The result should consist solely of the line containing "Mark the innermost point of each instance of the patchwork" and the lines that follow it below, each reproduced exactly, the last line included.

Data excerpts:
--------------------------------------------------

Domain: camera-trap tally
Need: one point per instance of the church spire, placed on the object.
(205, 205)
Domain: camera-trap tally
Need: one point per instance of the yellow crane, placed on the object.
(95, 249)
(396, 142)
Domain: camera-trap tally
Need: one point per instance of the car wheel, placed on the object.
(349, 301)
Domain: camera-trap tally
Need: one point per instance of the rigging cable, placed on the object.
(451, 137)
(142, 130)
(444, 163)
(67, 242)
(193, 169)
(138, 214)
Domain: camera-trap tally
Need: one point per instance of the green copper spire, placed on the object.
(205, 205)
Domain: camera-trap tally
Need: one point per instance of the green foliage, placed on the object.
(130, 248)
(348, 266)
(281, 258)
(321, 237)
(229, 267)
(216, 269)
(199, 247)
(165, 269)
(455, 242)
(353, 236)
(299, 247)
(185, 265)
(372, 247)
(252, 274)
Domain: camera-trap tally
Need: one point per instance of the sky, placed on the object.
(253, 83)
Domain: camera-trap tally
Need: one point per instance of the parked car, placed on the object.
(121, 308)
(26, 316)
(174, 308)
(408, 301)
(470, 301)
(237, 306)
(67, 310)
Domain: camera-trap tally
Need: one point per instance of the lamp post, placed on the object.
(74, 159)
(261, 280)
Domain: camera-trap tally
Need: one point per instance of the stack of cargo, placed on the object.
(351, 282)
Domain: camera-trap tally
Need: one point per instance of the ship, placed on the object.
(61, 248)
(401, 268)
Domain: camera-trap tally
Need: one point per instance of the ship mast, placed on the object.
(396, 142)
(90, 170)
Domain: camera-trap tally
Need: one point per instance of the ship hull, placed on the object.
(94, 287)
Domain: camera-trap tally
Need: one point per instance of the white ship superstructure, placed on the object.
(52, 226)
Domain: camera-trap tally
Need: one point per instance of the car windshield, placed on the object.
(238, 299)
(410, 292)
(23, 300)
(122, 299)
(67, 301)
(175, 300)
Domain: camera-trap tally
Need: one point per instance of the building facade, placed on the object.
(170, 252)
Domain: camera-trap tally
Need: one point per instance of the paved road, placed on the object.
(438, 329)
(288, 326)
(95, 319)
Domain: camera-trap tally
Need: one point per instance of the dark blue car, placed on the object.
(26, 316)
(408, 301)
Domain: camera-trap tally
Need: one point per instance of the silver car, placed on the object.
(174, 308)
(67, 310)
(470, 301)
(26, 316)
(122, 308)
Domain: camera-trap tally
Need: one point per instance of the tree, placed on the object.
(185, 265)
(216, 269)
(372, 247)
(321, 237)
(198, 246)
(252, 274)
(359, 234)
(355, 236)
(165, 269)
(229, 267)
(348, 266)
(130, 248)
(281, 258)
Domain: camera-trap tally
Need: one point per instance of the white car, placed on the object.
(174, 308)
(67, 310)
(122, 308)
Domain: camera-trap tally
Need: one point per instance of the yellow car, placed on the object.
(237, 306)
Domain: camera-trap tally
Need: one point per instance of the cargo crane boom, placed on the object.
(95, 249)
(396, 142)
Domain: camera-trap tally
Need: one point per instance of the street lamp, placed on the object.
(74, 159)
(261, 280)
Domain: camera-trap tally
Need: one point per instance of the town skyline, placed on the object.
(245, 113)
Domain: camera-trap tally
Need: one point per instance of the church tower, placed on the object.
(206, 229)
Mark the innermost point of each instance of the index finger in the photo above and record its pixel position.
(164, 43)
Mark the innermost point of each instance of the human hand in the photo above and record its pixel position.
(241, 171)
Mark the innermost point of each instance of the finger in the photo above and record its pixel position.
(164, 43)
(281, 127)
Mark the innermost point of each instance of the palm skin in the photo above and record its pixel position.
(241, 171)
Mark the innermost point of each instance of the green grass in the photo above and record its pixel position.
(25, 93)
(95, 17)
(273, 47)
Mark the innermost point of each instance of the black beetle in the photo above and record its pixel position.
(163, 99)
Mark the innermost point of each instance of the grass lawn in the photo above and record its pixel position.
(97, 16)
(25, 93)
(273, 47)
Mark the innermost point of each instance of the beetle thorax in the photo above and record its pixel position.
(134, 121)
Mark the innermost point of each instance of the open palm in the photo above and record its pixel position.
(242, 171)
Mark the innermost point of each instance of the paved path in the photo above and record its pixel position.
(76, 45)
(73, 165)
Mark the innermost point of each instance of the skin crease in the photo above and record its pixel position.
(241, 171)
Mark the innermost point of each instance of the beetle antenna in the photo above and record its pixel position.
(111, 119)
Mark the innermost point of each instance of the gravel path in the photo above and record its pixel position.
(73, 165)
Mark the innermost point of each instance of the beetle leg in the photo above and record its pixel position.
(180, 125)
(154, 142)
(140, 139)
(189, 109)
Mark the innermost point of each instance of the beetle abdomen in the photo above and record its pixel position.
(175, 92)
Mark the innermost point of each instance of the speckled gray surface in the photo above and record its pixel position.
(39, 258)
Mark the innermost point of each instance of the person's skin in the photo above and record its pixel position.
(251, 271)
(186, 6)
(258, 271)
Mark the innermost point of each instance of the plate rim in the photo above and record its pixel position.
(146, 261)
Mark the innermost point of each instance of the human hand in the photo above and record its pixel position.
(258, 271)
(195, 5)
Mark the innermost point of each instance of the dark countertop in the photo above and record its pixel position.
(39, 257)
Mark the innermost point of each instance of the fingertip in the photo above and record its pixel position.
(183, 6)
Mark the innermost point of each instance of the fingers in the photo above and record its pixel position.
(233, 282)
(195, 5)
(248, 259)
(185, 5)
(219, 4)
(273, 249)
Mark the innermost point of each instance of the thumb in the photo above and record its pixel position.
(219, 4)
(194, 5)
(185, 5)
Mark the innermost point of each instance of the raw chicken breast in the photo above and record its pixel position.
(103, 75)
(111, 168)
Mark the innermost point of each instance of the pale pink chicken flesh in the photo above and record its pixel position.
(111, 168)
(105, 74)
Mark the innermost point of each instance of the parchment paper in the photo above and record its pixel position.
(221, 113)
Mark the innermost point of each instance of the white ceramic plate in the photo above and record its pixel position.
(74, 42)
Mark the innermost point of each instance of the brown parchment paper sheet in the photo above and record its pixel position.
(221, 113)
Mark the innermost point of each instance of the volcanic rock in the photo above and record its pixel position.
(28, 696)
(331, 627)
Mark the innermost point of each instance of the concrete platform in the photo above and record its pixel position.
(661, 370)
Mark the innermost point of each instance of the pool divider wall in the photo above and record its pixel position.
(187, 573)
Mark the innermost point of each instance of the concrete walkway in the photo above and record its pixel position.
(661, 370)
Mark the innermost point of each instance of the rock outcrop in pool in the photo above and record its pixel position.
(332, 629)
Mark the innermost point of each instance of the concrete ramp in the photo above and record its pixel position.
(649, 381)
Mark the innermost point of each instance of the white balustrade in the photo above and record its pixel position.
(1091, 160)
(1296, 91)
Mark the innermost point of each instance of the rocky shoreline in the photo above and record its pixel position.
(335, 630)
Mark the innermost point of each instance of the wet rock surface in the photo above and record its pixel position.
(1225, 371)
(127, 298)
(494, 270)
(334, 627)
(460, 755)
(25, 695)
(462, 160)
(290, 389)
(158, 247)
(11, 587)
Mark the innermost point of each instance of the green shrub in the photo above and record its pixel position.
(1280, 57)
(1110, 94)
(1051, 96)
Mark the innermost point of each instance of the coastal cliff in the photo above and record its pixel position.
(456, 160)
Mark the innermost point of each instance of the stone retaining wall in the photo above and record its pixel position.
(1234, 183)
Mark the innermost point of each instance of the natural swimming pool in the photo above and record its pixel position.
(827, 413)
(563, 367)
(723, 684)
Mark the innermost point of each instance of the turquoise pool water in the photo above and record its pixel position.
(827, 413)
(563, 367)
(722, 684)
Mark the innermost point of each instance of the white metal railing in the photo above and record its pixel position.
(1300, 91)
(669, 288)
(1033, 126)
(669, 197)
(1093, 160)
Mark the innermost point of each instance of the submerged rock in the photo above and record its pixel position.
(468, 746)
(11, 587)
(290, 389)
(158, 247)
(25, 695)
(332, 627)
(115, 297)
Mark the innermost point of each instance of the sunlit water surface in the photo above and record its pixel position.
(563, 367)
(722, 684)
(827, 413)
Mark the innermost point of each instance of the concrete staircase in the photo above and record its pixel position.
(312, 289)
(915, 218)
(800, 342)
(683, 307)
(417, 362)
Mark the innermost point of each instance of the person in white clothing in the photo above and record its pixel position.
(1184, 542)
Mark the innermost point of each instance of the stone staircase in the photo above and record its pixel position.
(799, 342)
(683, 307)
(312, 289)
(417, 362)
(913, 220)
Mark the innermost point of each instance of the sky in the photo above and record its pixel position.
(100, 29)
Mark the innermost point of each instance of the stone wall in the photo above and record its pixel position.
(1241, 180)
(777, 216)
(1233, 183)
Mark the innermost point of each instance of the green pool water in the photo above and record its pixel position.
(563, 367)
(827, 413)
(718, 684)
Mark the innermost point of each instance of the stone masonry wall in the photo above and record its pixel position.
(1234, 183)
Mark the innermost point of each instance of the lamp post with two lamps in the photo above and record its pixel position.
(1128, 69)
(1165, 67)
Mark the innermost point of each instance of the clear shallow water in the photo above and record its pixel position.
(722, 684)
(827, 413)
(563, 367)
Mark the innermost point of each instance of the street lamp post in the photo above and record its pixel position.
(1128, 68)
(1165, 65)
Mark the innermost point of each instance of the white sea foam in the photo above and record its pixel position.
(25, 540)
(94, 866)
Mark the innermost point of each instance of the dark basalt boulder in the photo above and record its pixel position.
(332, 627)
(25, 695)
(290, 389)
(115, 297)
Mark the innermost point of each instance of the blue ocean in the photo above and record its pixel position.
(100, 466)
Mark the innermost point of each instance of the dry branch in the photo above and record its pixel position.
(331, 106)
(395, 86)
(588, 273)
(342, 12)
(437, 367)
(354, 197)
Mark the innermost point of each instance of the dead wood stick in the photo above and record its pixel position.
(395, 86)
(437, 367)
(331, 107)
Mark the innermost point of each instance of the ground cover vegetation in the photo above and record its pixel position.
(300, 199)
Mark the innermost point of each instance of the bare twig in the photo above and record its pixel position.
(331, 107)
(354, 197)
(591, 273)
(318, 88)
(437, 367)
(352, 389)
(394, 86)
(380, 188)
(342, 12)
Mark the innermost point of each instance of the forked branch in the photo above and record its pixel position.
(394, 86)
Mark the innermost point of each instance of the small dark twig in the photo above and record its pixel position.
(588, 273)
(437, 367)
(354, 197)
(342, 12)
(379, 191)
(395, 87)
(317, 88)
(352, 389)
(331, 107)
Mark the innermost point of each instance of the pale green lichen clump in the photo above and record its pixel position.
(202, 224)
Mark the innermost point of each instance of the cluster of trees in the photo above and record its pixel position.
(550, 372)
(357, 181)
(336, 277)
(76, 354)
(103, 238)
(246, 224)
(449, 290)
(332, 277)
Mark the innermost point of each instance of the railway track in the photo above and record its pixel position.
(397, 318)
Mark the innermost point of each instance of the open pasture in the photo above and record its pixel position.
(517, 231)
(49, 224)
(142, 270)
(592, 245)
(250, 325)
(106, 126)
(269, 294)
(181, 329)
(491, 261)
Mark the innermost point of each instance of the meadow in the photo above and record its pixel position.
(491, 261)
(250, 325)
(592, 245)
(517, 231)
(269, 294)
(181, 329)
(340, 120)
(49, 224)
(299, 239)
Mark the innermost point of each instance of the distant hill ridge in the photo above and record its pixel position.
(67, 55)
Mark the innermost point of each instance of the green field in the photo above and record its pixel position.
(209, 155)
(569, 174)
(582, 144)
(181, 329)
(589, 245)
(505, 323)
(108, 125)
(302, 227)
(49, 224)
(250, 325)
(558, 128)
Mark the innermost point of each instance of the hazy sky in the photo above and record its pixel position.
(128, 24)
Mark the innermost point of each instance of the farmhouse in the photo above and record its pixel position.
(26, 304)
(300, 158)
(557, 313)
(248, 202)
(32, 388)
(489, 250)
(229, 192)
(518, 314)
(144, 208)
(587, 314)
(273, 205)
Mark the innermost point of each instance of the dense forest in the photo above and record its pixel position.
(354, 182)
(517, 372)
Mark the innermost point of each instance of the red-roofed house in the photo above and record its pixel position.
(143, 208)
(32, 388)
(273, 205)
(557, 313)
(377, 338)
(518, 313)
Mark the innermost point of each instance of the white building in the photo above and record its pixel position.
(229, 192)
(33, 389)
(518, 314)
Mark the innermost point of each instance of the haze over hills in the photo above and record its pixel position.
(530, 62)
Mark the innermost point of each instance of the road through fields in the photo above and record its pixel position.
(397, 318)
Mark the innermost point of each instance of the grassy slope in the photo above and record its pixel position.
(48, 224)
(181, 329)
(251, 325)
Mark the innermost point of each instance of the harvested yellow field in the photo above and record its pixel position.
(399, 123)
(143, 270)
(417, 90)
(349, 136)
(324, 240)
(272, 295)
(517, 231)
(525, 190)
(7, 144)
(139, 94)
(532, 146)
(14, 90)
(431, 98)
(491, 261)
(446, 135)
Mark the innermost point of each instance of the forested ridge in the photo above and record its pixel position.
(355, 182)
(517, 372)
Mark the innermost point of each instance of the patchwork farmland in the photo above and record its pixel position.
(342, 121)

--------------------------------------------------

Answer space:
Mark the innermost point of each instance of the patchwork farmland in the photo above and record its pixel position.
(342, 121)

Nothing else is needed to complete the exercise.